* **Required work**
Transcribe only the last portion of the material: exactly the lines from the one with "negative clicks: (129, 12)" through the end, inclusive.

"""

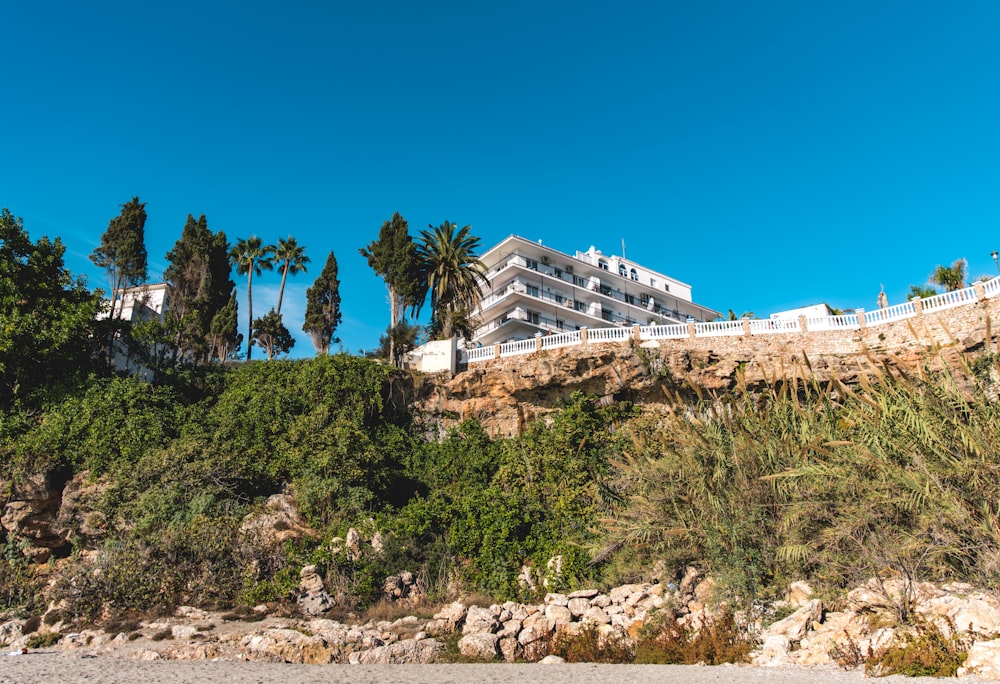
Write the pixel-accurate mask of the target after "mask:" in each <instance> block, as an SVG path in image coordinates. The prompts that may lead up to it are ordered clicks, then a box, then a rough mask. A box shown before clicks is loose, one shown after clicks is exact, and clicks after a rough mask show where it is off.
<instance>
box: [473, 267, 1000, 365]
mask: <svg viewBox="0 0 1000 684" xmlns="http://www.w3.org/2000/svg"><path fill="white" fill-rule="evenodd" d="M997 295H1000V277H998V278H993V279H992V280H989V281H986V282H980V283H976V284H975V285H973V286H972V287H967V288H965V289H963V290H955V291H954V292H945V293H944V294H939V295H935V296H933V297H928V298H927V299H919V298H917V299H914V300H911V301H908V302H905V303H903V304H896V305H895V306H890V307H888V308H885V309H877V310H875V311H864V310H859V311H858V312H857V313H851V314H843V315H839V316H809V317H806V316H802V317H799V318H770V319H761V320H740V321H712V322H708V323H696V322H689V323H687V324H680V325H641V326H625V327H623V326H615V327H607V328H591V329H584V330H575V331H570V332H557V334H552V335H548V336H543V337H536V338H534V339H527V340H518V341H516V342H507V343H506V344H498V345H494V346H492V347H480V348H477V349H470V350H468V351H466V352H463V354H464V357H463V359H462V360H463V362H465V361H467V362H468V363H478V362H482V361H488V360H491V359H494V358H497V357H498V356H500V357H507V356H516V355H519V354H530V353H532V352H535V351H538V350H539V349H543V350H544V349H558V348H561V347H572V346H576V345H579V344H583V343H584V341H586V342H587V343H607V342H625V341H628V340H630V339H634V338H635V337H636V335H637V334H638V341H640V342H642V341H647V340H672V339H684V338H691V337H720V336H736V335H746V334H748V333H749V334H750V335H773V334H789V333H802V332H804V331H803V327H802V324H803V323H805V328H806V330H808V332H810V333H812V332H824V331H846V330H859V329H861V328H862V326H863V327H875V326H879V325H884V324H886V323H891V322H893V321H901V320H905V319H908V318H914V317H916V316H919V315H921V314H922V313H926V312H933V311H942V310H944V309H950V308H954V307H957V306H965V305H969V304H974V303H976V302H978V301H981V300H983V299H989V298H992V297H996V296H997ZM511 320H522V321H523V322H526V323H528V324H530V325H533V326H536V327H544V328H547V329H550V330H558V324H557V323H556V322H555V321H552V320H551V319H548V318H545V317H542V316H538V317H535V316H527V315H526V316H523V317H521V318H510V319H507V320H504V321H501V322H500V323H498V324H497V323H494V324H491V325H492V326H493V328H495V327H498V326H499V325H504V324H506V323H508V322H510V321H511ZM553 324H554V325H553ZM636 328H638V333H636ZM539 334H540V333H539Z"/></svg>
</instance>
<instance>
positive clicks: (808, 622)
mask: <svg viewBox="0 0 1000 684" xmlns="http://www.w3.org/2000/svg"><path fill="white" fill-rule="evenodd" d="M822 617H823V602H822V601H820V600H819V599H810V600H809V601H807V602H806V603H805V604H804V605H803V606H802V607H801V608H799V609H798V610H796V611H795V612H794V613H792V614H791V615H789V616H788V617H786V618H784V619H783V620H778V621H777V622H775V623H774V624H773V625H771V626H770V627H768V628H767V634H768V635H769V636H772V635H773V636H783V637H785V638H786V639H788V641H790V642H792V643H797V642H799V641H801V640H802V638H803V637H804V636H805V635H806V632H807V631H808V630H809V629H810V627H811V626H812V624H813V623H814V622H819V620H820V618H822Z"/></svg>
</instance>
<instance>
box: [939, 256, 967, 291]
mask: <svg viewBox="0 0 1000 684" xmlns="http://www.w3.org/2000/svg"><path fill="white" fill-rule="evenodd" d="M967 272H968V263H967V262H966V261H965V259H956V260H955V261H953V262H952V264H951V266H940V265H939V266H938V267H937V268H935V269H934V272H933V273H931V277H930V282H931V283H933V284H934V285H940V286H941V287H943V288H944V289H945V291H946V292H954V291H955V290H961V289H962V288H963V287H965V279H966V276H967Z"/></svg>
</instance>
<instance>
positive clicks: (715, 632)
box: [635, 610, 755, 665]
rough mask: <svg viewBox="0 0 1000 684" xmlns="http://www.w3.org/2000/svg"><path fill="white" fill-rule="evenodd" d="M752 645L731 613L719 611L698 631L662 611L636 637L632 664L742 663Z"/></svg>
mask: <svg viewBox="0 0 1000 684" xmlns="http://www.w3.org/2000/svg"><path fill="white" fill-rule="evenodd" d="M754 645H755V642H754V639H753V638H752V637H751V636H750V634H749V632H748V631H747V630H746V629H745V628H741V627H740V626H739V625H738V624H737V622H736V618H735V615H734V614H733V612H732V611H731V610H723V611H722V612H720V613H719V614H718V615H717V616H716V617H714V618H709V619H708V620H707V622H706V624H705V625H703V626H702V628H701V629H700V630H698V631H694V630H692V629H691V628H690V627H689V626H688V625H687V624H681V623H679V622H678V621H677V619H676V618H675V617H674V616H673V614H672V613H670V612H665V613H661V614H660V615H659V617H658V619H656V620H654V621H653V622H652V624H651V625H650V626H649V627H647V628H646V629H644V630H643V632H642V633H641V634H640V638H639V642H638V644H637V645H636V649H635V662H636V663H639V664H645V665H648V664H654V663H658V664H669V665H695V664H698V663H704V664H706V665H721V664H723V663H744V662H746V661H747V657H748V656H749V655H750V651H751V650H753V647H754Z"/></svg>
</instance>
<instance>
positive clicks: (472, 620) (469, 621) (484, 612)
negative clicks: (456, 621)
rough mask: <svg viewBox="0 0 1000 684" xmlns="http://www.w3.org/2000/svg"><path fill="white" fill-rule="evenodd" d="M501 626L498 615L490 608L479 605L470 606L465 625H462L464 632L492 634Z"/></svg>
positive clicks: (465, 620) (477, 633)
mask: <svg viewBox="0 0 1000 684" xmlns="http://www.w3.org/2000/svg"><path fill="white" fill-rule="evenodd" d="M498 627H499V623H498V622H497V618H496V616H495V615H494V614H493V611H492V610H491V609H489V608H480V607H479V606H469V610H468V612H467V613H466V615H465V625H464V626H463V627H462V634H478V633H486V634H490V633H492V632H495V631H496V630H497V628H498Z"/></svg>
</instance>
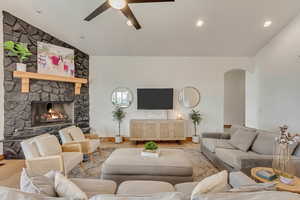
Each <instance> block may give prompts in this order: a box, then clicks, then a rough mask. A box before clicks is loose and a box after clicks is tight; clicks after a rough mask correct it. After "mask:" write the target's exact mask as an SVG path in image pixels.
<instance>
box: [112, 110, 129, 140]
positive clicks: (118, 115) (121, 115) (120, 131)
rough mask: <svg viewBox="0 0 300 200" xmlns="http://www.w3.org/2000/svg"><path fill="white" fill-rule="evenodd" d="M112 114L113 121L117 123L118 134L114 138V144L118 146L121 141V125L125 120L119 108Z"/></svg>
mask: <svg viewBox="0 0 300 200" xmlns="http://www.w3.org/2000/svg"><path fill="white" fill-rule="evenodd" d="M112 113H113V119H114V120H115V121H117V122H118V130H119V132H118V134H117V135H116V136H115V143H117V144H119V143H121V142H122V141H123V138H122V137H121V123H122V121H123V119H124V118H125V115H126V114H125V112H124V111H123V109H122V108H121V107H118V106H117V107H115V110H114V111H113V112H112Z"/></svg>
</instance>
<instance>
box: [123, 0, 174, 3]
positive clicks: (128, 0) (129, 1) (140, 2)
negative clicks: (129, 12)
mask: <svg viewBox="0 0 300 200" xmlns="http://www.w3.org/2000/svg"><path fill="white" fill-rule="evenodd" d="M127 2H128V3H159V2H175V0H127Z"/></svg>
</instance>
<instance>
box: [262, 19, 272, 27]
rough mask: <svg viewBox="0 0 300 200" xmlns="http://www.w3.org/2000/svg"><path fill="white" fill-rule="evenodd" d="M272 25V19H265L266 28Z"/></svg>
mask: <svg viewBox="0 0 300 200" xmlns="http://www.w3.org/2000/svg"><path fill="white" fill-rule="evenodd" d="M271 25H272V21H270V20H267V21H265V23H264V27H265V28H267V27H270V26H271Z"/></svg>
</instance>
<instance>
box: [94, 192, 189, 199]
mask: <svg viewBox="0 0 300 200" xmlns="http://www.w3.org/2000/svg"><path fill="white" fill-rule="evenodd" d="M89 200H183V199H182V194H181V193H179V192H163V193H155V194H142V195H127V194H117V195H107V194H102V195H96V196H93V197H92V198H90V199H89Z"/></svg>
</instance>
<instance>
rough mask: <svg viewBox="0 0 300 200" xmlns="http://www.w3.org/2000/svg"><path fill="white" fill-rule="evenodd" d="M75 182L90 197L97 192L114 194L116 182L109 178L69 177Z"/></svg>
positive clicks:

"""

* **Expected answer**
negative clicks: (129, 12)
mask: <svg viewBox="0 0 300 200" xmlns="http://www.w3.org/2000/svg"><path fill="white" fill-rule="evenodd" d="M127 2H128V3H159V2H175V0H127Z"/></svg>
</instance>
<instance>
box: [262, 19, 272, 27]
rough mask: <svg viewBox="0 0 300 200" xmlns="http://www.w3.org/2000/svg"><path fill="white" fill-rule="evenodd" d="M272 25V19H265L266 28Z"/></svg>
mask: <svg viewBox="0 0 300 200" xmlns="http://www.w3.org/2000/svg"><path fill="white" fill-rule="evenodd" d="M271 25H272V21H270V20H267V21H265V23H264V27H265V28H267V27H270V26H271Z"/></svg>
</instance>
<instance>
box: [94, 192, 189, 199]
mask: <svg viewBox="0 0 300 200" xmlns="http://www.w3.org/2000/svg"><path fill="white" fill-rule="evenodd" d="M89 200H183V199H182V194H181V193H179V192H163V193H155V194H142V195H127V194H117V195H107V194H102V195H96V196H93V197H92V198H90V199H89Z"/></svg>
</instance>
<instance>
rough mask: <svg viewBox="0 0 300 200" xmlns="http://www.w3.org/2000/svg"><path fill="white" fill-rule="evenodd" d="M75 182L90 197L97 192L114 194L116 182L109 178L69 177Z"/></svg>
positive clicks:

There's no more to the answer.